■ STATED TASK 1 ■
Can you replace "trimmed green bush" with "trimmed green shrub" throughout the entries below and give them back with everything else unchanged?

-- Start of SELECTED EXTRACT --

I was 16, one of the first times I really drank excessively, and we were using the beer funnel. I should of known better because the last time I used the beer funnel, I ended up 20 hours away in California. I obviously didn't think, so I was sitting on the floor, and a friend of mine decided to pour Malibu Rum into the funnel. That stuff tastes amazing to me, so I can drink and drink and it doesn't bother me. So I guess we had later figured out it equaled about 16 shots straight. '

I was okay for about, 5 minutes. After that I don't remember a thing. Unfortunately the video reminded me. A guy friend of mine who was kind of a creeper was following me around the party the whole night, well once I got hoozled he I decided it was okay and he started video taping. I was yelling "Hey you! Stalker boy! Follow me! We have adventures to go on!" So he followed me all around this house, video taping everything I was saying and doing. I was going up to every person, even my best friend of 14 years, introducing myself, saying "Hi there I'm Teal, I'm sorry I didn't catch your name..." It was horrible, I forgot everything, and everyone. So After about an hour and a half of me walking around introducing myself to people, some people more then once my best friend Linda at the time apparently had the same funnel experience, and she was doing the same thing, but trying to get everyone to go upstairs with her. So I decided it would be a good idea to shut her up and give her some Everclear. So I managed to pour some into a Styrofoam glass, and give it to her, and I poured myself a glass to. We both sat on the couch, at this point I was spinning, I think she might of been as well, either that or doing the night at the Roxbury head bop.

-- End of SELECTED EXTRACT --
-- Start of DATA SHOWN --

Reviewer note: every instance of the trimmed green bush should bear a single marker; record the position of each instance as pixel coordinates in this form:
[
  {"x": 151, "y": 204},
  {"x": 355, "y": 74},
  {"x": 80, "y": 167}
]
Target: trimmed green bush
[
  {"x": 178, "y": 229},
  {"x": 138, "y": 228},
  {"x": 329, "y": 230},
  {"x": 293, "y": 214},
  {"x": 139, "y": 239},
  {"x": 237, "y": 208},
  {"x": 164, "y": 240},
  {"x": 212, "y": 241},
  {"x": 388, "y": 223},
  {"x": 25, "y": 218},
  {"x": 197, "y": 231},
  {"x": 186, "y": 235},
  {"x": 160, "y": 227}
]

-- End of DATA SHOWN --

■ STATED TASK 2 ■
Could you output the whole party story above again, word for word?

■ FULL RESPONSE 1 ■
Reviewer note: every instance of the trimmed green shrub should bear a single marker; record the position of each instance as pixel coordinates in this form:
[
  {"x": 151, "y": 204},
  {"x": 355, "y": 74},
  {"x": 80, "y": 167}
]
Target: trimmed green shrub
[
  {"x": 178, "y": 229},
  {"x": 138, "y": 228},
  {"x": 329, "y": 230},
  {"x": 293, "y": 214},
  {"x": 139, "y": 239},
  {"x": 237, "y": 208},
  {"x": 164, "y": 240},
  {"x": 212, "y": 241},
  {"x": 388, "y": 223},
  {"x": 25, "y": 218},
  {"x": 197, "y": 231},
  {"x": 186, "y": 235},
  {"x": 160, "y": 227}
]

■ FULL RESPONSE 2 ■
I was 16, one of the first times I really drank excessively, and we were using the beer funnel. I should of known better because the last time I used the beer funnel, I ended up 20 hours away in California. I obviously didn't think, so I was sitting on the floor, and a friend of mine decided to pour Malibu Rum into the funnel. That stuff tastes amazing to me, so I can drink and drink and it doesn't bother me. So I guess we had later figured out it equaled about 16 shots straight. '

I was okay for about, 5 minutes. After that I don't remember a thing. Unfortunately the video reminded me. A guy friend of mine who was kind of a creeper was following me around the party the whole night, well once I got hoozled he I decided it was okay and he started video taping. I was yelling "Hey you! Stalker boy! Follow me! We have adventures to go on!" So he followed me all around this house, video taping everything I was saying and doing. I was going up to every person, even my best friend of 14 years, introducing myself, saying "Hi there I'm Teal, I'm sorry I didn't catch your name..." It was horrible, I forgot everything, and everyone. So After about an hour and a half of me walking around introducing myself to people, some people more then once my best friend Linda at the time apparently had the same funnel experience, and she was doing the same thing, but trying to get everyone to go upstairs with her. So I decided it would be a good idea to shut her up and give her some Everclear. So I managed to pour some into a Styrofoam glass, and give it to her, and I poured myself a glass to. We both sat on the couch, at this point I was spinning, I think she might of been as well, either that or doing the night at the Roxbury head bop.